TO DO. Pull out every line of the data that contains the string "block", matching case exactly.

EXTRACTED RECORDS.
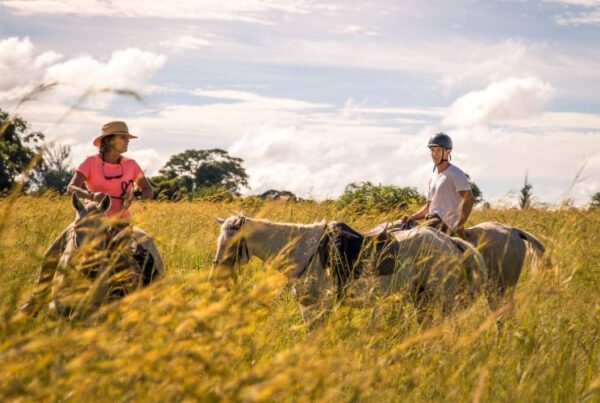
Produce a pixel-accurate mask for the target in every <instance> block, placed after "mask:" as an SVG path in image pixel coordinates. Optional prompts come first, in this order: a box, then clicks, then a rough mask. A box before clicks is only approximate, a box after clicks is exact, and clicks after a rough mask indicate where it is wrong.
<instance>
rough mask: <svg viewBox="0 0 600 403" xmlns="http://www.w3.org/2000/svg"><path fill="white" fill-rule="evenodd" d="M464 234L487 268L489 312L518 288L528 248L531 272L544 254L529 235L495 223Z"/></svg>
mask: <svg viewBox="0 0 600 403" xmlns="http://www.w3.org/2000/svg"><path fill="white" fill-rule="evenodd" d="M465 233H466V236H465V238H466V240H467V241H468V242H469V243H471V244H472V245H474V246H475V247H476V248H477V249H478V250H479V252H480V253H481V255H482V256H483V259H484V260H485V262H486V265H487V267H488V270H489V273H490V277H489V278H488V287H490V291H492V292H491V294H490V295H492V296H495V298H493V299H491V305H492V308H496V307H497V304H498V303H499V301H500V300H501V299H502V298H503V297H504V296H505V295H506V294H507V293H509V294H510V293H511V292H512V290H513V289H514V287H515V286H516V285H517V282H518V281H519V277H520V276H521V271H522V269H523V263H524V261H525V256H526V255H527V250H528V247H529V250H530V251H531V252H532V255H533V258H534V261H533V267H534V268H535V267H536V266H537V264H538V263H539V262H540V261H541V259H542V258H543V256H544V253H545V248H544V245H543V244H542V243H541V242H540V241H539V240H538V239H537V238H536V237H535V236H533V235H532V234H530V233H529V232H527V231H524V230H522V229H520V228H516V227H509V226H507V225H503V224H500V223H497V222H483V223H481V224H477V225H475V226H473V227H470V228H468V229H467V230H466V231H465Z"/></svg>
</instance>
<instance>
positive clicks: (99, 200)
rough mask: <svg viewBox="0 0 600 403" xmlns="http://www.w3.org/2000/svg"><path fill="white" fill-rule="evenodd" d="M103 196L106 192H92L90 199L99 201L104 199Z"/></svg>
mask: <svg viewBox="0 0 600 403" xmlns="http://www.w3.org/2000/svg"><path fill="white" fill-rule="evenodd" d="M104 196H106V193H102V192H94V193H92V194H91V197H90V199H91V200H92V201H93V202H96V203H100V202H101V201H102V200H104Z"/></svg>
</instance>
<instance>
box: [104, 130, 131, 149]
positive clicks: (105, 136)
mask: <svg viewBox="0 0 600 403" xmlns="http://www.w3.org/2000/svg"><path fill="white" fill-rule="evenodd" d="M113 134H125V135H127V137H129V138H130V139H137V136H134V135H133V134H131V133H124V132H114V133H108V134H101V135H99V136H98V137H96V138H95V139H94V147H100V143H101V142H102V139H103V138H104V137H108V136H112V135H113Z"/></svg>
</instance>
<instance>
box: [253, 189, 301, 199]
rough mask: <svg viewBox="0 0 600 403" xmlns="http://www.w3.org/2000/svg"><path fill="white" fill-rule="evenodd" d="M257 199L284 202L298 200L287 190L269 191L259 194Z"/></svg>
mask: <svg viewBox="0 0 600 403" xmlns="http://www.w3.org/2000/svg"><path fill="white" fill-rule="evenodd" d="M258 197H260V198H261V199H267V200H286V201H296V200H298V198H297V197H296V195H295V194H293V193H292V192H290V191H288V190H275V189H269V190H267V191H266V192H264V193H261V194H260V195H259V196H258Z"/></svg>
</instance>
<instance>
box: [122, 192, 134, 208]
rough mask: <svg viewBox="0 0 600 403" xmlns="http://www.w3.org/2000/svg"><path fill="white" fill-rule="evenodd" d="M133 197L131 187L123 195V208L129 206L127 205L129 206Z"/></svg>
mask: <svg viewBox="0 0 600 403" xmlns="http://www.w3.org/2000/svg"><path fill="white" fill-rule="evenodd" d="M134 199H135V195H134V194H133V187H132V189H130V190H129V191H128V192H127V193H125V196H124V197H123V209H124V210H127V209H128V208H129V206H131V203H133V200H134Z"/></svg>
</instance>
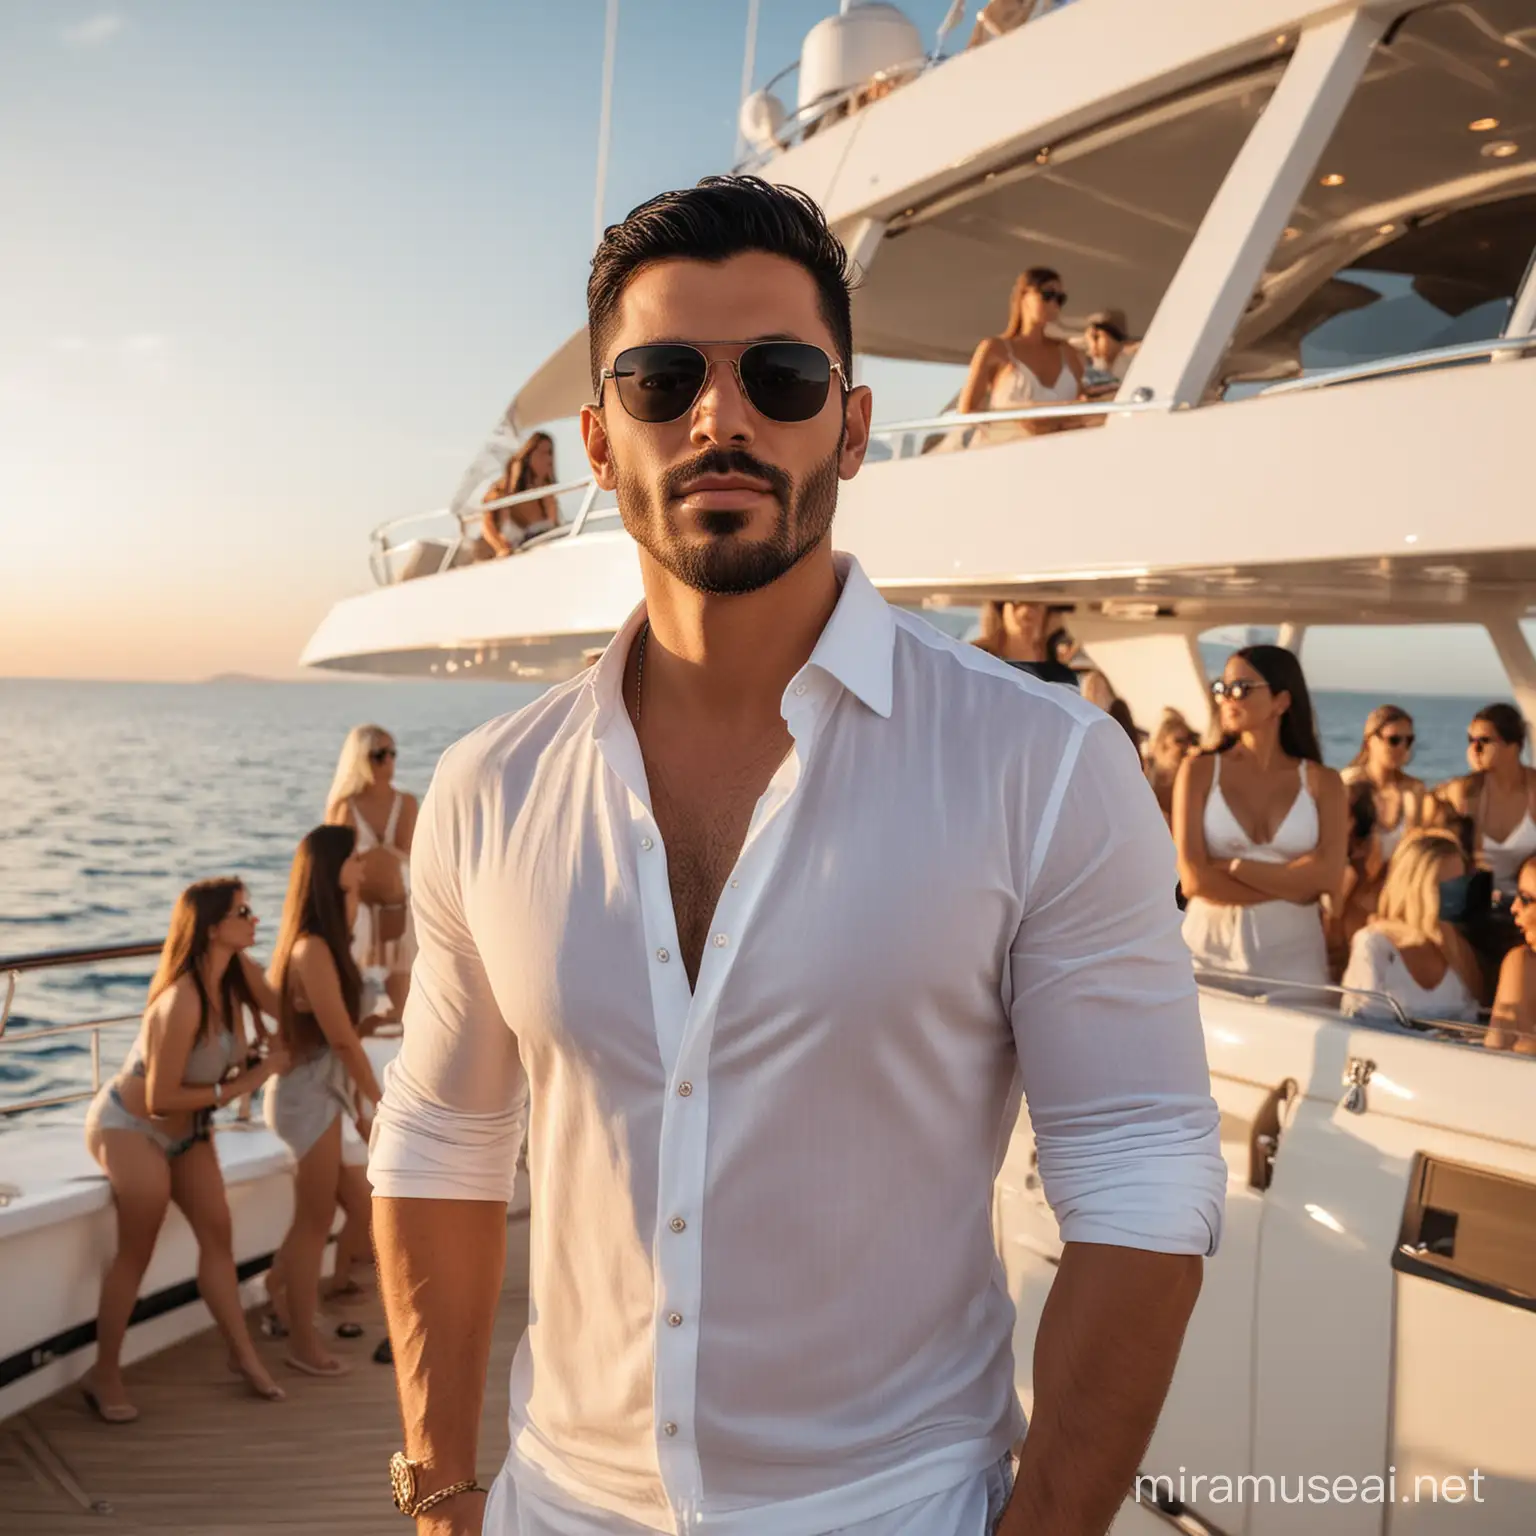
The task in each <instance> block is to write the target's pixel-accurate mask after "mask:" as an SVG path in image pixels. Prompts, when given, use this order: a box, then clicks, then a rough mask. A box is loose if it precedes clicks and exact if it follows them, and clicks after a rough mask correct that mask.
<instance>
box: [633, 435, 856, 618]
mask: <svg viewBox="0 0 1536 1536" xmlns="http://www.w3.org/2000/svg"><path fill="white" fill-rule="evenodd" d="M840 455H842V442H839V445H837V449H836V450H834V452H833V453H829V455H828V456H826V459H825V461H823V462H820V464H817V465H816V468H813V470H811V472H809V473H808V475H806V476H805V481H803V484H799V485H797V484H796V482H794V481H793V479H791V478H790V476H788V475H786V473H785V472H783V470H782V468H777V467H776V465H771V464H763V462H762V461H760V459H754V458H753V456H751V455H750V453H746V452H745V450H743V449H708V450H705V452H703V453H700V455H697V456H696V458H693V459H690V461H688V462H687V464H682V465H679V467H677V468H674V470H668V472H667V475H664V476H662V478H660V481H659V482H657V484H656V485H654V487H651V485H647V484H644V482H642V481H641V478H639V476H634V475H628V473H627V472H625V470H624V467H622V465H621V464H617V462H614V475H616V479H617V495H619V516H621V518H622V519H624V527H625V528H627V530H628V533H630V538H633V539H634V542H636V544H639V545H641V548H642V550H645V551H647V554H650V556H651V559H653V561H656V564H657V565H660V567H662V570H665V571H667V573H668V574H671V576H674V578H676V579H677V581H680V582H682V584H684V585H685V587H691V588H693V590H694V591H707V593H711V594H713V596H719V598H727V596H740V594H743V593H748V591H759V590H760V588H763V587H770V585H773V582H776V581H777V579H779V578H780V576H783V574H785V573H786V571H791V570H793V568H794V567H796V565H799V564H800V561H803V559H805V556H806V554H809V553H811V550H814V548H816V547H817V545H819V544H820V542H822V541H823V539H825V538H826V535H828V531H829V530H831V527H833V515H834V513H836V510H837V461H839V458H840ZM700 475H750V476H751V478H753V479H760V481H763V482H765V484H766V485H768V487H770V490H771V492H773V498H774V501H776V502H777V504H779V515H777V518H776V519H774V527H773V531H771V533H770V535H768V536H766V538H765V539H743V538H742V536H740V530H742V528H743V527H745V525H746V515H745V513H740V511H713V513H707V515H705V516H703V518H702V519H700V521H702V524H703V528H705V531H707V533H708V535H710V536H711V538H710V539H708V542H707V544H703V545H691V544H685V542H684V539H682V535H680V533H679V528H677V519H676V516H674V513H673V510H671V501H673V498H674V496H680V495H682V493H684V487H687V484H688V481H691V479H696V478H697V476H700Z"/></svg>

REPLY TO THE EXERCISE.
Produce a pixel-accurate mask for the target in every <instance> block, placed after "mask:" as an SVG path in image pixel coordinates. Optional prompts come first, in this order: a box, then clicks, then a rough mask. A box before clicks is only approximate, a box after clicks is exact, and clicks after a rough mask indicate where it is wrong.
The task in each <instance> block is to write the target's pixel-accurate mask after "mask:" as an SVG path in image pixels. Prompts, when given, use this order: a box, then clicks, then a rough mask. A box is loose if it precedes clicks and exact if it follows them, and clicks after a rough mask correct that mask.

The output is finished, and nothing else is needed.